┌─ Data shown
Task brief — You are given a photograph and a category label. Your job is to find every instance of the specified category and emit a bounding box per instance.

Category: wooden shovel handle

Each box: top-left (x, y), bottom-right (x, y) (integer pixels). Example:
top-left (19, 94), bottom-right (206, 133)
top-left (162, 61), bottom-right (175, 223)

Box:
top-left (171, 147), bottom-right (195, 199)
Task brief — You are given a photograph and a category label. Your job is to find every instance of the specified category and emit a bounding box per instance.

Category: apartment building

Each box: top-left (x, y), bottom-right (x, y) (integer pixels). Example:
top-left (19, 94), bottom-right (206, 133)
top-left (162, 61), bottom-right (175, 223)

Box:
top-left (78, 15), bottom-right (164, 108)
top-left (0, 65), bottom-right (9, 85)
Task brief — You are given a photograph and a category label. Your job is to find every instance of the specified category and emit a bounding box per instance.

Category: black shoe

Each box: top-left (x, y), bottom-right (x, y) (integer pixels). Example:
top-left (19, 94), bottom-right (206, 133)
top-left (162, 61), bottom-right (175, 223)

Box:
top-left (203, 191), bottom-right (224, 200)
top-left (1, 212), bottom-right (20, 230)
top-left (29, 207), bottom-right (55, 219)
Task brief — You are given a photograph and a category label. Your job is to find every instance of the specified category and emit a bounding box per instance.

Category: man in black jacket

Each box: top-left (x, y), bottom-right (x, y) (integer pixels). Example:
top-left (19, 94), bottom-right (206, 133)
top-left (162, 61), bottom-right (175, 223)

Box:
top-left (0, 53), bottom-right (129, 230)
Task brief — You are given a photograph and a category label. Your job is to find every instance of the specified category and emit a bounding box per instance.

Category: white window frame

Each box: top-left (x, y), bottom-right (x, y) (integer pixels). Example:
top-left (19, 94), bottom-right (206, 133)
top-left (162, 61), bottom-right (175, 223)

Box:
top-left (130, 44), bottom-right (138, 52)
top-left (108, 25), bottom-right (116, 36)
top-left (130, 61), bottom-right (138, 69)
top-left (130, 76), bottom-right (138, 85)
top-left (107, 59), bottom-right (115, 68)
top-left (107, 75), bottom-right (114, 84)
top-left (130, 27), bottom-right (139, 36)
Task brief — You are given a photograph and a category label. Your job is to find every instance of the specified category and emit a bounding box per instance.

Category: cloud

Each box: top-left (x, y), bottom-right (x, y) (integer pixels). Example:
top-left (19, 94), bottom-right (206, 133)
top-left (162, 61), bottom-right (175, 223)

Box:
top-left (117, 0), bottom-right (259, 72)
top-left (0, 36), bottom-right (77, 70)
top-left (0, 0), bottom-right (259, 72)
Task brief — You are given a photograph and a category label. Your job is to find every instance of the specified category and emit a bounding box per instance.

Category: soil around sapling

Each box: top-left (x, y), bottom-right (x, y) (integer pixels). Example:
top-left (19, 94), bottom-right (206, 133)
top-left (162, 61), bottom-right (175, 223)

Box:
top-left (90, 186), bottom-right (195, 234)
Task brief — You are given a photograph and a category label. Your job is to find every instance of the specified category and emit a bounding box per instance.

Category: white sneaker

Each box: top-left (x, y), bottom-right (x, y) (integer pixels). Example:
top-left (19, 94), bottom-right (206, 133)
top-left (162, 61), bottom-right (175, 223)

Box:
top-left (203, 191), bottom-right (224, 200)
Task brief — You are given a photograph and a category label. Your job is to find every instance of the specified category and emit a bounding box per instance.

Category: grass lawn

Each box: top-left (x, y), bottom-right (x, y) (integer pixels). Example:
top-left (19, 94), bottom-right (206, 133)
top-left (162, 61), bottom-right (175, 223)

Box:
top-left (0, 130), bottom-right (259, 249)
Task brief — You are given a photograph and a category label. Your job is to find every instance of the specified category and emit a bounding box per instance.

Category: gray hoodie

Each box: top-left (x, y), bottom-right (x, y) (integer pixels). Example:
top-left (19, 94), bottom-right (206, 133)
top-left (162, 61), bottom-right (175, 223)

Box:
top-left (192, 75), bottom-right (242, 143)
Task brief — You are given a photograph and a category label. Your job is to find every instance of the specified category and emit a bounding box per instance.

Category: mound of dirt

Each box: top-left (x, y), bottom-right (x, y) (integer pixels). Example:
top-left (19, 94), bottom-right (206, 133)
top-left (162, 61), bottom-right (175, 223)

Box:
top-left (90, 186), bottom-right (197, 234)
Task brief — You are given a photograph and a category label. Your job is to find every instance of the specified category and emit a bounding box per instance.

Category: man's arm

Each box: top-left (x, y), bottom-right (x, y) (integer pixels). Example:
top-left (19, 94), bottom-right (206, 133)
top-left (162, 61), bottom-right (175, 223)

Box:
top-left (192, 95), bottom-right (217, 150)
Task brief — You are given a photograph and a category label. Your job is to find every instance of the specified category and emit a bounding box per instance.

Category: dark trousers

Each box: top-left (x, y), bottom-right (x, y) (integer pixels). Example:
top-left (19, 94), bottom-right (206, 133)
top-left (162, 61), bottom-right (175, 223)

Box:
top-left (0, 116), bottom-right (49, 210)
└─
_What the exercise asks_. Give the data above as a JSON list of strings, one string per line, omitting blank lines.

_Final answer_.
[
  "Task brief — You are given a photograph and a category label. Your job is to find every instance of the specified category and emit a bounding box per instance.",
  "Category: wooden shovel handle",
  "Each box: top-left (x, y), bottom-right (x, y) (integer pixels). Example:",
  "top-left (19, 94), bottom-right (206, 133)",
  "top-left (162, 61), bottom-right (175, 223)",
  "Box:",
  "top-left (171, 147), bottom-right (195, 199)",
  "Task brief — You are given a photograph and a category label. Your job is to find every instance of the specified category and emit a bounding box per instance.",
  "Category: apartment building",
  "Each box: top-left (x, y), bottom-right (x, y) (integer pixels). Example:",
  "top-left (19, 94), bottom-right (206, 133)",
  "top-left (162, 61), bottom-right (175, 223)",
  "Box:",
  "top-left (78, 15), bottom-right (164, 108)",
  "top-left (0, 65), bottom-right (9, 85)",
  "Task brief — You are given a photograph and a category label. Your job is to find every instance of the specified category and emit a bounding box per instance.",
  "Category: black shoe",
  "Each box: top-left (x, y), bottom-right (x, y) (integer pixels). Example:",
  "top-left (19, 94), bottom-right (206, 133)",
  "top-left (162, 61), bottom-right (175, 223)",
  "Box:",
  "top-left (203, 191), bottom-right (224, 200)",
  "top-left (1, 212), bottom-right (20, 230)",
  "top-left (29, 207), bottom-right (55, 219)",
  "Task brief — You are given a photograph and a category label. Your job is to find every instance of the specified category and emit a bounding box per instance.",
  "Category: man in black jacket",
  "Each box: top-left (x, y), bottom-right (x, y) (integer pixels). Example:",
  "top-left (19, 94), bottom-right (206, 133)",
  "top-left (162, 61), bottom-right (175, 223)",
  "Box:",
  "top-left (0, 53), bottom-right (129, 230)",
  "Task brief — You are given a photograph and a category label. Your job is to find every instance of the specified category and emit a bounding box per instance.",
  "Category: white window frame",
  "Each box: top-left (x, y), bottom-right (x, y) (integer pixels). Example:",
  "top-left (19, 94), bottom-right (206, 133)",
  "top-left (162, 61), bottom-right (175, 223)",
  "Box:",
  "top-left (130, 44), bottom-right (138, 52)",
  "top-left (108, 25), bottom-right (116, 36)",
  "top-left (130, 61), bottom-right (138, 69)",
  "top-left (130, 76), bottom-right (138, 85)",
  "top-left (107, 59), bottom-right (115, 68)",
  "top-left (107, 75), bottom-right (114, 84)",
  "top-left (130, 27), bottom-right (139, 36)",
  "Task brief — You are given a photograph and a category label. Your job is to find every instance of the specified category and emit a bounding box per instance.",
  "Category: cloud",
  "Each box: top-left (x, y), bottom-right (x, y) (integer pixels). Example:",
  "top-left (19, 94), bottom-right (206, 133)",
  "top-left (162, 61), bottom-right (175, 223)",
  "Box:",
  "top-left (117, 0), bottom-right (259, 72)",
  "top-left (0, 36), bottom-right (77, 70)",
  "top-left (0, 0), bottom-right (259, 72)",
  "Task brief — You are given a photograph and a category label. Your job is to find every instance of the specified category and emit a bounding box per instance.",
  "Category: soil around sapling",
  "Each box: top-left (x, y), bottom-right (x, y) (integer pixels). Example:",
  "top-left (19, 94), bottom-right (206, 133)",
  "top-left (162, 61), bottom-right (175, 223)",
  "Box:",
  "top-left (90, 186), bottom-right (195, 234)",
  "Task brief — You are given a photograph and a category label. Your job is to find every instance of the specified category and emit a bounding box per instance.",
  "Category: white sneaker",
  "Each box: top-left (x, y), bottom-right (x, y) (integer pixels). Example:",
  "top-left (19, 94), bottom-right (206, 133)",
  "top-left (162, 61), bottom-right (175, 223)",
  "Box:",
  "top-left (203, 191), bottom-right (224, 200)",
  "Task brief — You are given a photograph and a category label. Your job is to find every instance of the specified category and emit a bounding box per instance.",
  "Category: grass lawn",
  "Each box: top-left (x, y), bottom-right (x, y) (integer pixels). Example:",
  "top-left (19, 94), bottom-right (206, 133)",
  "top-left (162, 61), bottom-right (175, 223)",
  "Box:",
  "top-left (0, 130), bottom-right (259, 249)",
  "Task brief — You are given a photograph and a category label. Your job is to find every instance of the specified category and emit a bounding box per instance.",
  "Category: gray hoodie",
  "Each box: top-left (x, y), bottom-right (x, y) (integer pixels). Example:",
  "top-left (19, 94), bottom-right (206, 133)",
  "top-left (162, 61), bottom-right (175, 223)",
  "Box:",
  "top-left (192, 75), bottom-right (242, 143)",
  "Task brief — You are given a photograph and a category label. Your job is to find every instance of the specified category and emit a bounding box per instance.",
  "Category: mound of dirt",
  "Each box: top-left (x, y), bottom-right (x, y) (integer pixels). Example:",
  "top-left (19, 94), bottom-right (206, 133)",
  "top-left (162, 61), bottom-right (175, 223)",
  "Box:",
  "top-left (90, 186), bottom-right (197, 234)",
  "Task brief — You are given a photograph and a category label. Your job is to find every instance of the specified category and emit a bounding box per instance.",
  "Category: man's arm",
  "Each box: top-left (x, y), bottom-right (x, y) (integer pixels). Example:",
  "top-left (19, 94), bottom-right (206, 133)",
  "top-left (162, 61), bottom-right (175, 223)",
  "Box:",
  "top-left (192, 95), bottom-right (217, 150)",
  "Task brief — You are given a photograph and a category label. Your job is to find every instance of the specified category and emit a bounding box per instance.",
  "Category: dark trousers",
  "Each box: top-left (x, y), bottom-right (x, y) (integer pixels). Example:",
  "top-left (19, 94), bottom-right (206, 133)",
  "top-left (162, 61), bottom-right (175, 223)",
  "Box:",
  "top-left (0, 116), bottom-right (49, 210)"
]